→ GIVEN TASK
State how many lines in the records below contain the word "firefighter". Give only the number.

→ RECORDS FOR THIS EXERCISE
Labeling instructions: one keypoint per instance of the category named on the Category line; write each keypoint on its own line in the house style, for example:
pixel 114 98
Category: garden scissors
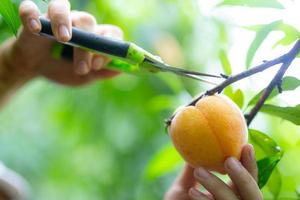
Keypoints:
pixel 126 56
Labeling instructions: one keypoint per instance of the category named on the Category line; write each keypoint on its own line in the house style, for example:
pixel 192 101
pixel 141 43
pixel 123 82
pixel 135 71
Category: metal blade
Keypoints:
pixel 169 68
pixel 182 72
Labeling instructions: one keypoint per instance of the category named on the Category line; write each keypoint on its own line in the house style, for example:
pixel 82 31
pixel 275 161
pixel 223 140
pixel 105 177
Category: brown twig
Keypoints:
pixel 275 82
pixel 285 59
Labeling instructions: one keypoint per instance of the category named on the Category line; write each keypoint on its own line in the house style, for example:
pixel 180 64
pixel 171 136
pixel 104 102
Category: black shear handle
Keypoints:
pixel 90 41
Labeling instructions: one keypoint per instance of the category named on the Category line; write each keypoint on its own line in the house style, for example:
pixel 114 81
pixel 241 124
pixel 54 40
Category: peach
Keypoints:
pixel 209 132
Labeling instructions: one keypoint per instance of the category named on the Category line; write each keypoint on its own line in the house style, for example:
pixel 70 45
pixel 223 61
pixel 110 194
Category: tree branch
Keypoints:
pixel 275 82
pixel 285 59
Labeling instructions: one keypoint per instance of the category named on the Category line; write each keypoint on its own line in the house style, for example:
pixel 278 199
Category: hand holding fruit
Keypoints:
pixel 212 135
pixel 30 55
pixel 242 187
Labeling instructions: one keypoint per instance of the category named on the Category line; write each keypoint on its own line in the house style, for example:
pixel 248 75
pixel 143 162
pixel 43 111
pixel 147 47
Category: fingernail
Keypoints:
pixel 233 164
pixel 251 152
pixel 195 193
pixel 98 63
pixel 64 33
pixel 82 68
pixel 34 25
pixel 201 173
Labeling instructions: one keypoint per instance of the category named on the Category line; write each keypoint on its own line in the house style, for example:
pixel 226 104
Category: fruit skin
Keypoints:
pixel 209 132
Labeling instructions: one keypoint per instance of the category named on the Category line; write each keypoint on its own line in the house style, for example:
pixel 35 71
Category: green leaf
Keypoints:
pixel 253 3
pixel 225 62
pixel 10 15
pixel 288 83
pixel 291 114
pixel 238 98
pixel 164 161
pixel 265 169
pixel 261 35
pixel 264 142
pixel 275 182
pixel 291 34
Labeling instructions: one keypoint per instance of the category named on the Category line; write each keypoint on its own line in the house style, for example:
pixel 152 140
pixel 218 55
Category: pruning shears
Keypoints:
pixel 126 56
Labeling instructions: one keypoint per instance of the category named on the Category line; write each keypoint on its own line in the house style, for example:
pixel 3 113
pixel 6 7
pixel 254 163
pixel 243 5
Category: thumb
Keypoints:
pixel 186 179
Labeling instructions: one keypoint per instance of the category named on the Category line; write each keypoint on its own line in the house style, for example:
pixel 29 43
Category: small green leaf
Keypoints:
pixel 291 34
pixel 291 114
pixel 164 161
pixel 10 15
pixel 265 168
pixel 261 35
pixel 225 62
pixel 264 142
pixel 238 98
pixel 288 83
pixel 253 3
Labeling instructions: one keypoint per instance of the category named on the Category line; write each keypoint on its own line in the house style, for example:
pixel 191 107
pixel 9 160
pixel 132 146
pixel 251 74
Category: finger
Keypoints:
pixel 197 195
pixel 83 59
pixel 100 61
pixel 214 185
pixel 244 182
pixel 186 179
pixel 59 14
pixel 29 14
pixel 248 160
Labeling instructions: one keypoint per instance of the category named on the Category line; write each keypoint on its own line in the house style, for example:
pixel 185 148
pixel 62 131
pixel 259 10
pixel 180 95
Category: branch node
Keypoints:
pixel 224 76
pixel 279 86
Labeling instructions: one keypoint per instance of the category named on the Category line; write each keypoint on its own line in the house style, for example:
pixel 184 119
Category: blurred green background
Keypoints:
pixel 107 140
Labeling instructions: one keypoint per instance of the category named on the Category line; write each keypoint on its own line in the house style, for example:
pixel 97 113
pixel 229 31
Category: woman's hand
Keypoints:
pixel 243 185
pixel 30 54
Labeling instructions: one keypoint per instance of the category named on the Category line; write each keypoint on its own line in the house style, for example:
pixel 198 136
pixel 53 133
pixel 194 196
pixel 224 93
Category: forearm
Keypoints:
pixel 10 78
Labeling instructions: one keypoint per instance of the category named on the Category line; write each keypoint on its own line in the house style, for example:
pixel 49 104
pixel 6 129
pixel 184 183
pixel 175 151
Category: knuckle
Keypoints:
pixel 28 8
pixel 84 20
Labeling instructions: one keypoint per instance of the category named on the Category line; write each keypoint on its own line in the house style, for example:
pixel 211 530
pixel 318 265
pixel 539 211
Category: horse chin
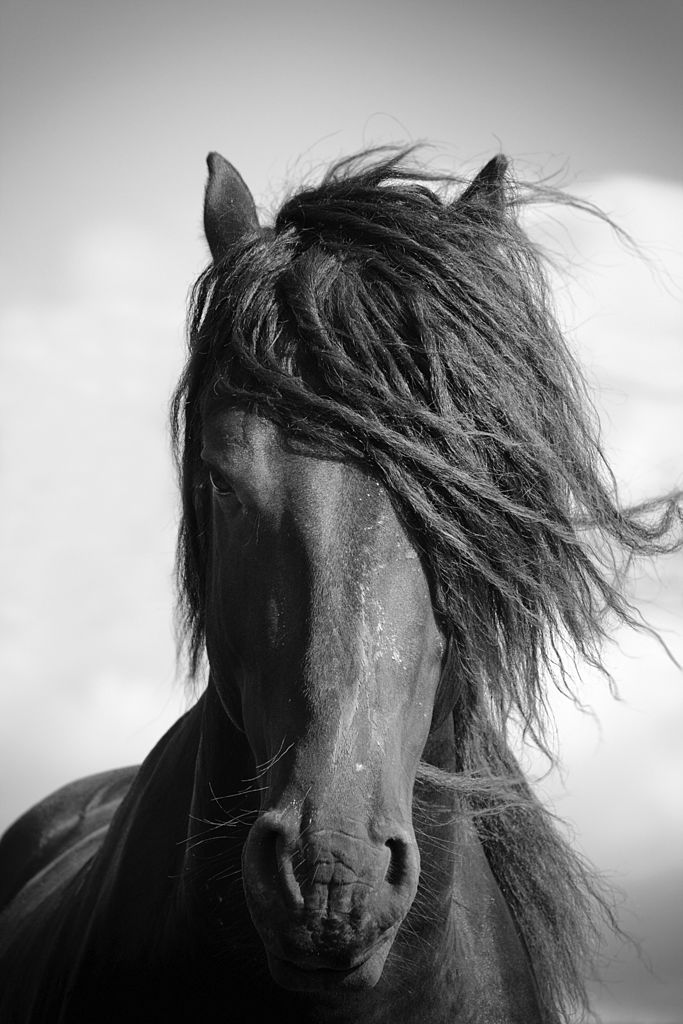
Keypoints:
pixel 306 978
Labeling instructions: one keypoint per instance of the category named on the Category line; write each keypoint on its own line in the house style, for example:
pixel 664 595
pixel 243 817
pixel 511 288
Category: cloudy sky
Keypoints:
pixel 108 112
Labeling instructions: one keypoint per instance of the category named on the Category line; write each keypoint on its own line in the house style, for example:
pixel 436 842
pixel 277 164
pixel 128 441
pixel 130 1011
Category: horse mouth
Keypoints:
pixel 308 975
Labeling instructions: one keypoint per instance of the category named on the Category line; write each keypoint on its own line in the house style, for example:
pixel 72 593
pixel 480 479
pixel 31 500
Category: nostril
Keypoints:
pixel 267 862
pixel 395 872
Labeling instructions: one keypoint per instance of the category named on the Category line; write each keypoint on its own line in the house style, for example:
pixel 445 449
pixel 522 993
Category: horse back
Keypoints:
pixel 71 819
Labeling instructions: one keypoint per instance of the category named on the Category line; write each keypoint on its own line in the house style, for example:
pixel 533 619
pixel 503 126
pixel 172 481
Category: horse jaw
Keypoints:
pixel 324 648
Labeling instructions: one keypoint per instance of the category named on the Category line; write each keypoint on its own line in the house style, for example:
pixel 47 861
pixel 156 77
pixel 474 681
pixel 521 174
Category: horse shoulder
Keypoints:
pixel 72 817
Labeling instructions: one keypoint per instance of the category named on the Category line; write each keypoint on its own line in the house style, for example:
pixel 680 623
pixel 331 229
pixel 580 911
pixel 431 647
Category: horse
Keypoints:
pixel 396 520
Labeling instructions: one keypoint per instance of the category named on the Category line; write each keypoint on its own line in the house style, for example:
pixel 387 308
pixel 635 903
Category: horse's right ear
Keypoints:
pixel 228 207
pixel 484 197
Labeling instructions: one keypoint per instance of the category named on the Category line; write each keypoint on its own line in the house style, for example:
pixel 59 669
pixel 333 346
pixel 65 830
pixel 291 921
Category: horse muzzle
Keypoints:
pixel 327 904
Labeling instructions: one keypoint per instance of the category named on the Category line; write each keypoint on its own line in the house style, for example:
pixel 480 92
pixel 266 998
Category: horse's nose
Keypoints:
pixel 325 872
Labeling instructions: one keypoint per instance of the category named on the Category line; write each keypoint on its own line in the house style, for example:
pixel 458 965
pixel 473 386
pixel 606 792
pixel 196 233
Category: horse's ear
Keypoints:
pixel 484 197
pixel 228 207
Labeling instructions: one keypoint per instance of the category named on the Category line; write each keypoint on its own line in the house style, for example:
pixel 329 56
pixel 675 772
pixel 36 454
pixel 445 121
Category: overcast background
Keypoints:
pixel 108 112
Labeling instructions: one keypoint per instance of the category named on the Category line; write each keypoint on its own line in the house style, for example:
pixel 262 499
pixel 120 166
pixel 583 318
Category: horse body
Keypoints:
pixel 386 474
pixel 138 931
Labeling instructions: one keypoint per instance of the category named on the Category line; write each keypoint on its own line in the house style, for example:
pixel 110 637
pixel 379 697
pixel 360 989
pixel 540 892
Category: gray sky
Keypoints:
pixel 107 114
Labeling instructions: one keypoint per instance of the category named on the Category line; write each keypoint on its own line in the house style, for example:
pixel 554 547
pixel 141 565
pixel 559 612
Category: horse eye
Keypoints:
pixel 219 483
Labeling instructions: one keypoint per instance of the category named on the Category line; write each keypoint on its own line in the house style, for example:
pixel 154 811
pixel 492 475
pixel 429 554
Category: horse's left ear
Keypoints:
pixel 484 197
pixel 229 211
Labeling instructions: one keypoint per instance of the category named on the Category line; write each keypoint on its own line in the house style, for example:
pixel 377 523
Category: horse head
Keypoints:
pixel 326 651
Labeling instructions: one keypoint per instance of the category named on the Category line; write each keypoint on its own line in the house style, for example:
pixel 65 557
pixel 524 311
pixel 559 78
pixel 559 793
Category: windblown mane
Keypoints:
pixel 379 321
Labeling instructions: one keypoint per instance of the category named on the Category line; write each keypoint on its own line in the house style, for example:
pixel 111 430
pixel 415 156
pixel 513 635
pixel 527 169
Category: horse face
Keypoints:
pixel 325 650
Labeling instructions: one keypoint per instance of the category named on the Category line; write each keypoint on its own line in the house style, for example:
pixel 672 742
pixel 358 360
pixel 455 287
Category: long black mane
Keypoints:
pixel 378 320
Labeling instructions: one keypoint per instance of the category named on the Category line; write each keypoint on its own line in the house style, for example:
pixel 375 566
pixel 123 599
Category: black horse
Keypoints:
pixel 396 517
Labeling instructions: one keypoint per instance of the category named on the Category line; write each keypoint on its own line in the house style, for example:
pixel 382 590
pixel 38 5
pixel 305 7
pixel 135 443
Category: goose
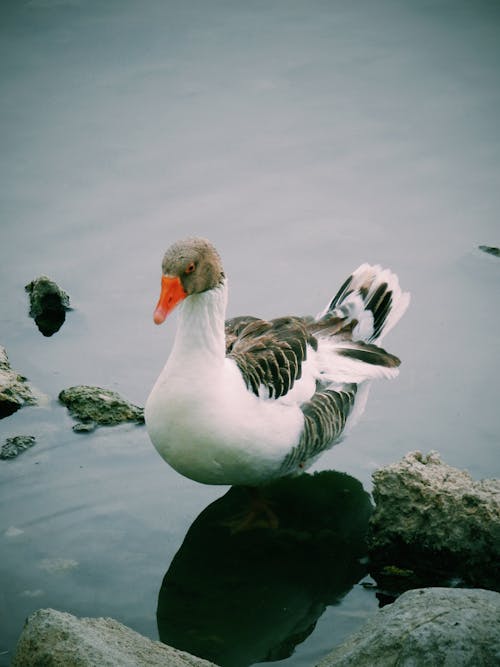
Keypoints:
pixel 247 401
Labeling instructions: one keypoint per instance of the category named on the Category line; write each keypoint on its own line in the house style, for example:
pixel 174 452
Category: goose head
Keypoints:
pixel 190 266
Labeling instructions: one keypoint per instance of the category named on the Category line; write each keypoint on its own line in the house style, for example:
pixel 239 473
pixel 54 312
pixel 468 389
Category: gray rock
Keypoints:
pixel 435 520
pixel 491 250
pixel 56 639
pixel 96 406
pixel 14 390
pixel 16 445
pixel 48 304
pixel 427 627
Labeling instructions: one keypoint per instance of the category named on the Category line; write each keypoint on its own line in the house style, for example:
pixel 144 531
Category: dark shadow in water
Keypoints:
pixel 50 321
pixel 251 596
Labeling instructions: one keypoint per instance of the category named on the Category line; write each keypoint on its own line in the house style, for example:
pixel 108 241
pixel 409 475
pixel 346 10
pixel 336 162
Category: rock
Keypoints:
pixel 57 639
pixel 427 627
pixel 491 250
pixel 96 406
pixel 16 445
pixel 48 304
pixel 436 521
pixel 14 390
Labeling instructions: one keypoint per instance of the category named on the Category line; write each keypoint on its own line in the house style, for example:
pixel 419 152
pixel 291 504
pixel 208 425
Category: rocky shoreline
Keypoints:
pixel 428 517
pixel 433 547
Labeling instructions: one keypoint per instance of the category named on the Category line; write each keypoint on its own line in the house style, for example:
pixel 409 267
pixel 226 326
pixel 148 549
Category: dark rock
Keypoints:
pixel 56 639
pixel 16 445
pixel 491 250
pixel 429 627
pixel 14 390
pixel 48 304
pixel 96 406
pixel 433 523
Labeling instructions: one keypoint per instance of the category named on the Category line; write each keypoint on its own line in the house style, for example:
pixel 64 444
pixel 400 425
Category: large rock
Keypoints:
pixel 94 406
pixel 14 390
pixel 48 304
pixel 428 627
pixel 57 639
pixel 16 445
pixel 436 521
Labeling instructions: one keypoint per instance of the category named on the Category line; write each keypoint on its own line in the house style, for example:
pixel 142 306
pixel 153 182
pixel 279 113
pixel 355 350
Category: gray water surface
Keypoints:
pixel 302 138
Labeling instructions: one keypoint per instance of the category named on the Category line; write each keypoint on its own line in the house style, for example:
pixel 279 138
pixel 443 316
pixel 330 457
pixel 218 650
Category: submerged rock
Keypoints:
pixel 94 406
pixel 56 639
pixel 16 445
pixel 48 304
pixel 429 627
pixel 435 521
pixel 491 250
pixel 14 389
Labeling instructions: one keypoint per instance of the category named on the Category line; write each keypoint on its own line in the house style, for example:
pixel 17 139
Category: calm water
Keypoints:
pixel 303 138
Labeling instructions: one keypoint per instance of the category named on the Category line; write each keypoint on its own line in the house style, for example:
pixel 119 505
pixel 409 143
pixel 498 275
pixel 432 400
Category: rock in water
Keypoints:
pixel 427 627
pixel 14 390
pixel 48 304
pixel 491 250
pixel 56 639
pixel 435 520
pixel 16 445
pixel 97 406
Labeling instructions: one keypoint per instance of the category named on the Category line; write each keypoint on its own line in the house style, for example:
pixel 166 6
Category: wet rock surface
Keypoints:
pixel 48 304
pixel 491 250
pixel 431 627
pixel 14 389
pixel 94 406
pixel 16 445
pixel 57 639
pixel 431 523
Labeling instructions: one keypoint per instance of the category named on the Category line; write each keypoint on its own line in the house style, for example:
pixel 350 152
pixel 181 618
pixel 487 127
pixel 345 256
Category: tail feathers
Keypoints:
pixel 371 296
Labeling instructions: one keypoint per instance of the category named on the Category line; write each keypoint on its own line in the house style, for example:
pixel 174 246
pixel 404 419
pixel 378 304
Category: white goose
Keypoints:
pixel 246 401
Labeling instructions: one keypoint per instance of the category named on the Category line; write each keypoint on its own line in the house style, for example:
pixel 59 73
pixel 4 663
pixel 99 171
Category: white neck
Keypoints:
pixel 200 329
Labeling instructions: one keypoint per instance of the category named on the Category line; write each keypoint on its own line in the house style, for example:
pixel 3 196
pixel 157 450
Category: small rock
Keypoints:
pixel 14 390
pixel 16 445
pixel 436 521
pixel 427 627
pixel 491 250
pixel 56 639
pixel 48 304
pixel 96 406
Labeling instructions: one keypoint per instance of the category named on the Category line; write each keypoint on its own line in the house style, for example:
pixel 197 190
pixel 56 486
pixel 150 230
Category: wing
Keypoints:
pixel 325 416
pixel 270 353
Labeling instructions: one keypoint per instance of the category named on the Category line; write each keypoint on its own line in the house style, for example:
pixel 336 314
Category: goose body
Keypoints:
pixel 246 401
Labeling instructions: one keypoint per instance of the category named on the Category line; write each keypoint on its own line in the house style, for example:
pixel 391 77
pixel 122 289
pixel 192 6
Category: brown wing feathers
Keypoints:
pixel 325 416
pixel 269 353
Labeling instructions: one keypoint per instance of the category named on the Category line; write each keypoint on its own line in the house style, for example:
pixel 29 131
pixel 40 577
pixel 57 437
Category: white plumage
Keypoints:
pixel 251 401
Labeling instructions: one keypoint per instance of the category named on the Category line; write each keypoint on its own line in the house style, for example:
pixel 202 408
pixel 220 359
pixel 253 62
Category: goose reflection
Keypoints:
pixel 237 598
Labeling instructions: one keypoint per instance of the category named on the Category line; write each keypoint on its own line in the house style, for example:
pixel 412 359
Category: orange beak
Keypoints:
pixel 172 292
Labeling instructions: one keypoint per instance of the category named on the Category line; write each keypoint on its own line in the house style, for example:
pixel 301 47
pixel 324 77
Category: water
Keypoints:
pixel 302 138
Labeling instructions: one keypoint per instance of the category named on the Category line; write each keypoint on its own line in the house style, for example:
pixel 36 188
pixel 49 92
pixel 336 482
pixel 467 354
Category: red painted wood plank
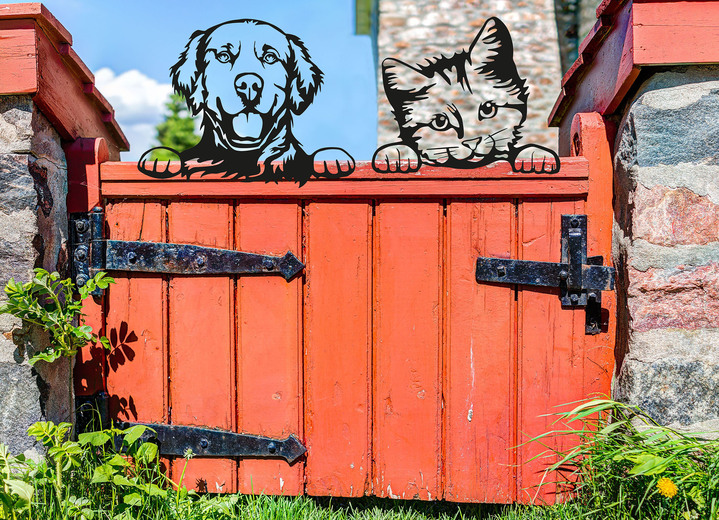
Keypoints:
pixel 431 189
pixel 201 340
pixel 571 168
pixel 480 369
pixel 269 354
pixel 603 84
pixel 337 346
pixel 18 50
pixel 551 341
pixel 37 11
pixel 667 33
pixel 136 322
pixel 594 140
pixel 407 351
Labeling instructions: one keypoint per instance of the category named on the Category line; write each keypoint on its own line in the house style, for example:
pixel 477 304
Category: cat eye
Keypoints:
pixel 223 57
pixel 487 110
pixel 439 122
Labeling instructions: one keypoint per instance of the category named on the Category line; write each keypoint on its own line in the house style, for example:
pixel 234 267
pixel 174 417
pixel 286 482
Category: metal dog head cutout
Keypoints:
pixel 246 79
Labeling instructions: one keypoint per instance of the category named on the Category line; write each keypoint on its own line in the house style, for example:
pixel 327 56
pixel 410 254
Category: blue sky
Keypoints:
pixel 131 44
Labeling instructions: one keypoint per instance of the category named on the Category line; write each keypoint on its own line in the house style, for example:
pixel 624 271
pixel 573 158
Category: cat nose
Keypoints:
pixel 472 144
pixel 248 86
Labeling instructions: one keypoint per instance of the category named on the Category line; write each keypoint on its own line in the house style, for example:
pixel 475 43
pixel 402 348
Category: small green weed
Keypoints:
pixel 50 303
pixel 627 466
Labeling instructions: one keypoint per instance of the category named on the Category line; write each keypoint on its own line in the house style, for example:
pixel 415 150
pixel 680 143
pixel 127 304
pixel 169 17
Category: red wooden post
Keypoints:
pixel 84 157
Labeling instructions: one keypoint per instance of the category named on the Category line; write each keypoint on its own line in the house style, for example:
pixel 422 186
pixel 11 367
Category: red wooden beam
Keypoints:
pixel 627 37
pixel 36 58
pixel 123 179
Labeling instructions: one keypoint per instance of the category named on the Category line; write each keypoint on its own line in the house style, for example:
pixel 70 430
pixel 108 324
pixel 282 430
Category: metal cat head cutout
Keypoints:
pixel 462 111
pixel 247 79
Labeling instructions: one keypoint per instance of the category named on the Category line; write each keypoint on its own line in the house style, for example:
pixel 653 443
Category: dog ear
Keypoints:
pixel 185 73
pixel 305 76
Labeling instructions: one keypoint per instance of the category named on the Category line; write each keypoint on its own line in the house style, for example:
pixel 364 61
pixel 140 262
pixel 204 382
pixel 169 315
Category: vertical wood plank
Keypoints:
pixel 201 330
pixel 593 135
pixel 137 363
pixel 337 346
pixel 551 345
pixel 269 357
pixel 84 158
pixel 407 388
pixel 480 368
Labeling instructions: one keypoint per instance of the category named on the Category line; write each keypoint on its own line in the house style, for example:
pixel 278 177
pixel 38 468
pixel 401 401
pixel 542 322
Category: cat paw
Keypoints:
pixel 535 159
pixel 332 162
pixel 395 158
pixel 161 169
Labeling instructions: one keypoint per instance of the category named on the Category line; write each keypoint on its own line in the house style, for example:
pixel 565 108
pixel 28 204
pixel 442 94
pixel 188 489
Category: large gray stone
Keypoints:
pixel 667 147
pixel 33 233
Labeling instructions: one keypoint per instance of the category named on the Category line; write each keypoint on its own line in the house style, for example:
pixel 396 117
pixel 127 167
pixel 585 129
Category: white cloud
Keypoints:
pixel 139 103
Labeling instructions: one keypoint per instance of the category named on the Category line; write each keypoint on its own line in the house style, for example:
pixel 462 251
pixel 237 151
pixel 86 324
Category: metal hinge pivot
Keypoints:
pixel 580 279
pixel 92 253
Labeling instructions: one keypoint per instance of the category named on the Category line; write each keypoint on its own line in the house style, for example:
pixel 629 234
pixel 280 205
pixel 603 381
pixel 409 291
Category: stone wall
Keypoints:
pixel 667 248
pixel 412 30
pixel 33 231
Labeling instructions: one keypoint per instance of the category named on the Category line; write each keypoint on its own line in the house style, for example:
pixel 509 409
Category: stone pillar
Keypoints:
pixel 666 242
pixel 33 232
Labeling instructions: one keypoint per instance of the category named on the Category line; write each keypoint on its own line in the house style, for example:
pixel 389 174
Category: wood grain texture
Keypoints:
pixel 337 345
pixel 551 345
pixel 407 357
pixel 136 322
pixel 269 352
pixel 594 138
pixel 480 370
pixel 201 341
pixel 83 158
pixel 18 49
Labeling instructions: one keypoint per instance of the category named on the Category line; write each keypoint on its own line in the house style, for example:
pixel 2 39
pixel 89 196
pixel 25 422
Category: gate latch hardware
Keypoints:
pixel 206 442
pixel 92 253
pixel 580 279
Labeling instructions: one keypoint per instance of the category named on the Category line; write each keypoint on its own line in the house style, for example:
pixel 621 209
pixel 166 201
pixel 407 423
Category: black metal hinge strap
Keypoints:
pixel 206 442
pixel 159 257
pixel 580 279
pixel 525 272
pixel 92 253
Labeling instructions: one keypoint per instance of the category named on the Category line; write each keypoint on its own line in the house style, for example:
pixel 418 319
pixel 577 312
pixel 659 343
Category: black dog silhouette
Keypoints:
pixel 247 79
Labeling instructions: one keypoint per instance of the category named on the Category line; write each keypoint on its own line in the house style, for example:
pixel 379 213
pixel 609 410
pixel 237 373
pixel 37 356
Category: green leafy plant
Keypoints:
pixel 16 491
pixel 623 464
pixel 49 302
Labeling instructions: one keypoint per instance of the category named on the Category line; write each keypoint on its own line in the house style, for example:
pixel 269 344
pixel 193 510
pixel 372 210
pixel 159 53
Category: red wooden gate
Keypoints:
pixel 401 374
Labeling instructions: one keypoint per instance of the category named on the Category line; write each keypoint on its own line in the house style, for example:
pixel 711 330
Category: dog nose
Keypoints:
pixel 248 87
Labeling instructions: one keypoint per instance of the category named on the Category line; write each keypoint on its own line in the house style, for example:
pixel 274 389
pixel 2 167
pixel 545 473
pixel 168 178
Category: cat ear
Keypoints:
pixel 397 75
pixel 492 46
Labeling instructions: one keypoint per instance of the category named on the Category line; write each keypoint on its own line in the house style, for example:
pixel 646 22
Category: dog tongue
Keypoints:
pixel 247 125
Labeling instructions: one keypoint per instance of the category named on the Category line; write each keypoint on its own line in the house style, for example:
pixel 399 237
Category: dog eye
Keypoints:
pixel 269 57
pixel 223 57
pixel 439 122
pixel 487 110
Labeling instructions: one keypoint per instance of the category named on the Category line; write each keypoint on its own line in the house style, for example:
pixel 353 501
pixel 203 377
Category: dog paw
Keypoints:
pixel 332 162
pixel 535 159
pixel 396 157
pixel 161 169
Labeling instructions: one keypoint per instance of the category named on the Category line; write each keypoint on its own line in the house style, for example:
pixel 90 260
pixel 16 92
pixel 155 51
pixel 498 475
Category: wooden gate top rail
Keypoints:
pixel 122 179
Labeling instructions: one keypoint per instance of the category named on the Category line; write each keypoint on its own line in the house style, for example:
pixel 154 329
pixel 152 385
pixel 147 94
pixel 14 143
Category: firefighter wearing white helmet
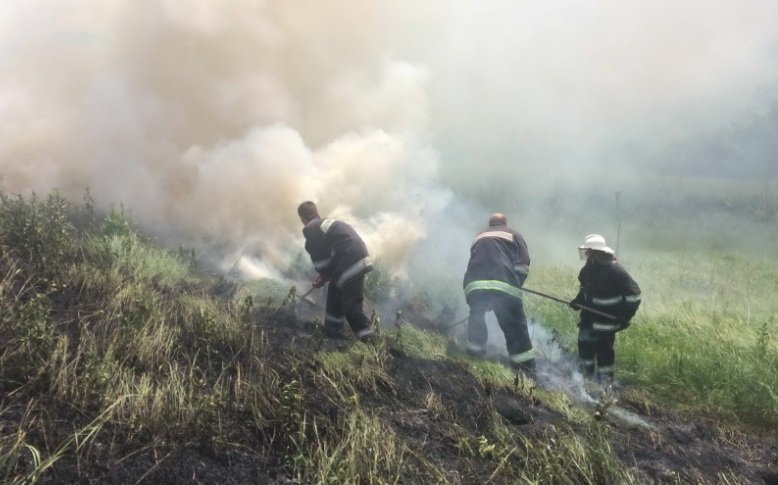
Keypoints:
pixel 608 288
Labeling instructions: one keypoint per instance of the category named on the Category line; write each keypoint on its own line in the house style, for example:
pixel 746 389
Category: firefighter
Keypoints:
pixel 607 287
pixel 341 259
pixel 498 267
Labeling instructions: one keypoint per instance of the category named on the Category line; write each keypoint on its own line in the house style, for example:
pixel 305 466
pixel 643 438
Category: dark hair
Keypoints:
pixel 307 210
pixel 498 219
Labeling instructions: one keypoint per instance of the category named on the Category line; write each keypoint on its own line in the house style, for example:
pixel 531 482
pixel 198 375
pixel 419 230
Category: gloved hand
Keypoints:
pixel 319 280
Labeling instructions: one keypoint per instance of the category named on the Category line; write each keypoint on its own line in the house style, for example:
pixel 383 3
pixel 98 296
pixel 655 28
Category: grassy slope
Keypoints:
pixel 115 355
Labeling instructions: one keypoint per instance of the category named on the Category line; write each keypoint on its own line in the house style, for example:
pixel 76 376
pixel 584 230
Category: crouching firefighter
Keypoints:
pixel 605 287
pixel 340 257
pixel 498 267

→ ANSWER TO THE TASK
3